SHORT PROBLEM 1 = In the smoker forum thread, what did bworthy replace the regulator with?
SHORT PROBLEM 2 = From the smoker forum thread, write out the part between "Use the search" and "Happy smoken.", inclusive.

━━━ PAGE EXCERPT

# Masterbuilt Dual Fuel burns too hot



## grizzly jeff (May 2, 2015)

Hello,

I just joined today after finding this website the best place I've seen for smoking meats, etc.

We just bought a Masterbuilt Dual Fuel smoker yesterday and had not problems putting it together.  For the price it seems well put together.  We seasoned it yesterday and had no issues getting the temperature up over 400 degrees.  I also found that using an iron skillet over the charcoal/wood chip pan best for getting my wood chips not to flare up so easily.

Today I decided to find out what to see the burner control and damper settings should be to get a consistent 225 degree temperature.  But with the burner set as low as I can the temperature still gets up to about 300 degrees.  I've got the water pan full and have tried with the bottom dampers open and shut - the top damper I have open full.  I've tried with and without the iron skillet to see if it was affecting the temperature any but still 300 degrees.  

This temperature was measured with an iGrill, oven thermometer and the built in thermometer.  There is some variance between all 3 but they all measured from 280 to 310 over time.

The only way I've been able to get the temperature down to around 225 degrees is to close the valve on the propane tank until it is almost completely shut off.  There is a very fine line between open and closed on a propane tank so this solution is far from ideal.

It seems to me that the Masterbuilt burner control does not have much of a difference from high to low like you find on an over gas stove.  I cannot set the flame down to a low enough level.

Also I've tried 3 different propane bottles I have but the results are the same.

Has anyone else seen an issue like this?

Thanks

Jeff


----------



## themule69 (May 2, 2015)

Jeff 
	

	
	
		
		



		
			






Use the search bar at the top of any page and search for a needle valve mod. That should get your temps down where you want them as well as make for much easier small adjustments.

When you get a chance will you drop by roll call so everyone can give you a proper SMF welcome?

Happy smoken.

David


----------



## bworthy (May 2, 2015)

What Mule said! I have the same smoker, changed my regulator to a Bayou Classic adjustable regulator, works much like a needle valve.


----------

━━━━━━
━━━ DATA EXCERPT

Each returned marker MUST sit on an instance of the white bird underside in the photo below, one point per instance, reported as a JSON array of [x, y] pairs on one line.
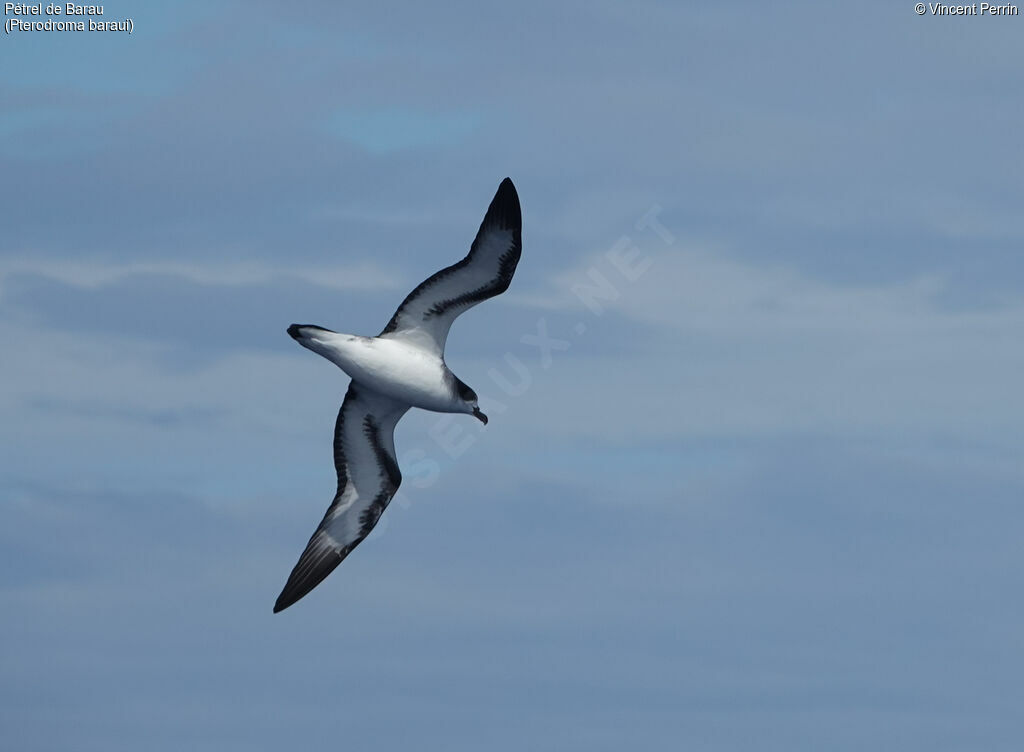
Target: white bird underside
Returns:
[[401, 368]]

━━━━━━

FINISHED ANSWER 1 = A Bayou Classic adjustable regulator.

FINISHED ANSWER 2 =
Use the search bar at the top of any page and search for a needle valve mod. That should get your temps down where you want them as well as make for much easier small adjustments.

When you get a chance will you drop by roll call so everyone can give you a proper SMF welcome?

Happy smoken.